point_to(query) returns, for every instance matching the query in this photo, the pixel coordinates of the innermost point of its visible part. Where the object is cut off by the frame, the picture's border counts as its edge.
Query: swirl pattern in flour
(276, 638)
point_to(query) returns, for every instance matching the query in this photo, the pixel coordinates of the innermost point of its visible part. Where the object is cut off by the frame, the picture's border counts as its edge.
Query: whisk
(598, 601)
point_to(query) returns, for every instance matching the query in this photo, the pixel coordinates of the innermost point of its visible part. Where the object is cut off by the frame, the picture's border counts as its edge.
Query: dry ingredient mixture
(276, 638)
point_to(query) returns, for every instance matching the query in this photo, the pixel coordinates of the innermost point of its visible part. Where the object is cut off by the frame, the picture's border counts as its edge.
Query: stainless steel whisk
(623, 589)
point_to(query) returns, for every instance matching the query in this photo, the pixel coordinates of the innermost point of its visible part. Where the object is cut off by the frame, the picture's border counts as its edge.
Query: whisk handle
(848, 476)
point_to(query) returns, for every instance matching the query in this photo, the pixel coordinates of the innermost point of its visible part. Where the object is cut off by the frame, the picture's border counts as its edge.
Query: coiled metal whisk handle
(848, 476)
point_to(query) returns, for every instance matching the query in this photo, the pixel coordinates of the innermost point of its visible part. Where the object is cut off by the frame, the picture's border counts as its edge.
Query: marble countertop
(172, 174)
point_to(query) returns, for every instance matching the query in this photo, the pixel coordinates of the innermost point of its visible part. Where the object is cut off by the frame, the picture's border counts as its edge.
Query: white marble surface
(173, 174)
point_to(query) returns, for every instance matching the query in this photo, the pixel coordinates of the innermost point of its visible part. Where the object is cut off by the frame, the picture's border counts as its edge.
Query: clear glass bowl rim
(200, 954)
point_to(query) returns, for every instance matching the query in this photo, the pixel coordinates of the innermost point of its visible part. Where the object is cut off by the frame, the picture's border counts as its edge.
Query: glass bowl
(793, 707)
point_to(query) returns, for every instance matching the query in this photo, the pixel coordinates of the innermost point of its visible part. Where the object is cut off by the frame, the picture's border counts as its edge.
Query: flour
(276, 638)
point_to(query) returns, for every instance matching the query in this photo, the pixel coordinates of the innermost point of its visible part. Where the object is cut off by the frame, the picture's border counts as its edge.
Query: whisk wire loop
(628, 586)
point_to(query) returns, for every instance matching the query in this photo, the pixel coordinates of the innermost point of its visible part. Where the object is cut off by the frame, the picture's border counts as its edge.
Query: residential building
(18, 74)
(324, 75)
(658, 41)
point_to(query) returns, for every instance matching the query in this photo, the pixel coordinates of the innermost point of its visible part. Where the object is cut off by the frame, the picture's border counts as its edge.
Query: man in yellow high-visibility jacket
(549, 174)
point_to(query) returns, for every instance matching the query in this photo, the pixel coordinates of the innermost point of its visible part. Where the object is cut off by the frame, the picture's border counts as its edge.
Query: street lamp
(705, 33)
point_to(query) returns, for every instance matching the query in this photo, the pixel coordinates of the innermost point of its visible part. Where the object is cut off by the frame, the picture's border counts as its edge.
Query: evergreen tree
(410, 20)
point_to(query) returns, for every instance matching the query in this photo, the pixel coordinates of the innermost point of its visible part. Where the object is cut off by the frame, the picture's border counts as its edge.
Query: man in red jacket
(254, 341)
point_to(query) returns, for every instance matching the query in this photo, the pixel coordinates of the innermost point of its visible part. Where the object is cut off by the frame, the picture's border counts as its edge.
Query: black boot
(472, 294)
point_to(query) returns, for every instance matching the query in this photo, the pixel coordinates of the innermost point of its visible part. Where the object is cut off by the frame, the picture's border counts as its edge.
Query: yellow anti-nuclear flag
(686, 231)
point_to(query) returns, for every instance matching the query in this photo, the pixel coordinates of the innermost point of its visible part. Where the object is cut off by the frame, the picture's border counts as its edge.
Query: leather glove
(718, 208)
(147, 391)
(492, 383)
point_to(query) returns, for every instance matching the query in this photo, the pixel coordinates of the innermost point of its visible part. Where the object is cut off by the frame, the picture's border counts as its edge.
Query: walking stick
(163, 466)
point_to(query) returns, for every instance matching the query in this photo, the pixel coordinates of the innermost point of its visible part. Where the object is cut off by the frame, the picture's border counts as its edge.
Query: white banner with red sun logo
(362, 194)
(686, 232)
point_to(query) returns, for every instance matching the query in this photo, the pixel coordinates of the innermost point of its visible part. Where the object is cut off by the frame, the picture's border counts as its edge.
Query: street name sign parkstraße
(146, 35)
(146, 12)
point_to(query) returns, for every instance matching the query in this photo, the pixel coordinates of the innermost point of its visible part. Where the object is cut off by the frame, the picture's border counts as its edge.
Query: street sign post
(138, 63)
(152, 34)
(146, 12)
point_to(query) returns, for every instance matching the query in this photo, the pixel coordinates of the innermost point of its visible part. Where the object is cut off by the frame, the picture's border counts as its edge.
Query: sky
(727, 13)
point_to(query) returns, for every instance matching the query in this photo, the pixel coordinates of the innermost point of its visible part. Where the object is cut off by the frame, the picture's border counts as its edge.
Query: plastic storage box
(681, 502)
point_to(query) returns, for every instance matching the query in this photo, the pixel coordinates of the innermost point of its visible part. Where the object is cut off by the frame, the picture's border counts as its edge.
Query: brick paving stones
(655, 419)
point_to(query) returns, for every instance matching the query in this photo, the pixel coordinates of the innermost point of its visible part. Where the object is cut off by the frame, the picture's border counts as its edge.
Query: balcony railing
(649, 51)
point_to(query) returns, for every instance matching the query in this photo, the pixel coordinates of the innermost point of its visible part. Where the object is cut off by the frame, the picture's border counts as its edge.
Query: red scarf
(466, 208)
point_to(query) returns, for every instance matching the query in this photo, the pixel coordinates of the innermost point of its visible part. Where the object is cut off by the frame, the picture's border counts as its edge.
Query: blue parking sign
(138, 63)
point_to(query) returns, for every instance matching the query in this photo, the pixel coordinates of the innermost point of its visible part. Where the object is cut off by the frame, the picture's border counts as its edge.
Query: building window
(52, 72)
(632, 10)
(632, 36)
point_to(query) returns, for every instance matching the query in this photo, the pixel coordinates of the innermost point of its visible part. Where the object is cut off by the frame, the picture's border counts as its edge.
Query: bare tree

PROBLEM STATEMENT: Please copy out the part of the entries above that opens at their very start and closes with the line containing "Query: swirl pattern in flour", including both ends.

WORKED SOLUTION:
point_to(query) returns, for every instance matching the query in this photo, the pixel coordinates of the innermost point of its visible part. Where the object is cut off by the frame, the picture's border counts as its edge.
Query: swirl pattern in flour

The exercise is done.